§ What the exercise asks: Please print every record below exactly as it appears.

Coordinate annotation entries

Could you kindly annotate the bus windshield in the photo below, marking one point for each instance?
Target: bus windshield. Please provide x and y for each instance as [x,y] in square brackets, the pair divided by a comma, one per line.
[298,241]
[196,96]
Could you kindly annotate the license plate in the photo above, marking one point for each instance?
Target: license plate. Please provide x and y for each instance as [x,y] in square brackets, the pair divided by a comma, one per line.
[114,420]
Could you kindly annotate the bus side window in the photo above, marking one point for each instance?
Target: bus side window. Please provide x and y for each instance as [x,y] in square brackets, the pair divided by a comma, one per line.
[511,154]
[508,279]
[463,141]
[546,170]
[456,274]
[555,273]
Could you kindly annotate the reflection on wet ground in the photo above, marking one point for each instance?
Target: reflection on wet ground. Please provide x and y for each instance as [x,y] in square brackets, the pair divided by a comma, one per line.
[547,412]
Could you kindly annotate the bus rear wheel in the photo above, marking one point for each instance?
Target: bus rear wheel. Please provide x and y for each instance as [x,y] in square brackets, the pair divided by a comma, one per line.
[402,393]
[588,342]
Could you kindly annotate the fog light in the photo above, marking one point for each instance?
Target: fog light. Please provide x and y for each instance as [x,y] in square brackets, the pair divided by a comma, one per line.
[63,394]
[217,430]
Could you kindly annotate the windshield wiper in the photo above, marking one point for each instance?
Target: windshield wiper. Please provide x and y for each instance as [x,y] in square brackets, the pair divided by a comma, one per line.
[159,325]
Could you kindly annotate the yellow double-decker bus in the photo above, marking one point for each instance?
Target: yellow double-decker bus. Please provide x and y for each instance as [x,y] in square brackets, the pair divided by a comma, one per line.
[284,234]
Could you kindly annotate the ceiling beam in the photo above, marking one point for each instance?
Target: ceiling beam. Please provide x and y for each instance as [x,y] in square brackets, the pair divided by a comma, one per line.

§ Output:
Could you kindly annotate the bus windshield in the photo below, marking one point for each instance?
Target: bus windshield. Please provide x and y for each instance as [x,y] in square brackets, the pair divided by a comma, one per line.
[298,241]
[196,96]
Could you kindly annotate the license plate in the photo above, marking one point for each instance?
Target: license plate. Please provide x and y for each instance as [x,y] in square brackets, the pair divided by a comma, one per line.
[114,420]
Could you kindly annotate the bus side window in the photo above, marking one point for each instance?
Target: bus side window. Please provide x and y for each instance as [x,y] in square brackets, the pair divided by a comma, one per line.
[511,154]
[508,279]
[463,141]
[546,170]
[456,274]
[555,273]
Could you kindly annotate the reflection on wet ground in the photo above, marking one point for each instance?
Target: reflection on wet ground. Please provide x and y for each instance as [x,y] in square brackets, the pair divided by a comma, one per line.
[547,412]
Could you kindly annotate the bus rear wheel in the photo above, marking one point for each instance?
Target: bus rear wheel. Please provide x and y for each instance as [x,y] in square brackets, the pair divided by a comma, one per line.
[402,393]
[588,342]
Could you kindly annotate the fog light in the photo above, marking one point for each instance?
Target: fog light. Please provide x and y for each instance as [x,y] in square brackets, the pair divided by a comma, one per line.
[63,394]
[217,430]
Could you kindly annotate the windshield wiper in the photo above, marking one point for each instance?
Target: windshield wiper. Please provide x and y for each instance as [x,y] in square brackets, the pair divided by a comma, one per line.
[159,325]
Could you kindly annotate the yellow double-decker bus in the photo above, marking one point for each instance?
Target: yellow double-decker bus. Please provide x and y for each instance as [x,y] in square brackets, the pair divided by a comma, one per line.
[284,234]
Could you kindly annotate the ceiling beam in the photo above, marking one point for each instance?
Target: ceiling beam. Please provide x and y for each instance as [x,y] in square brackets, the pair divided by a comma, one per line.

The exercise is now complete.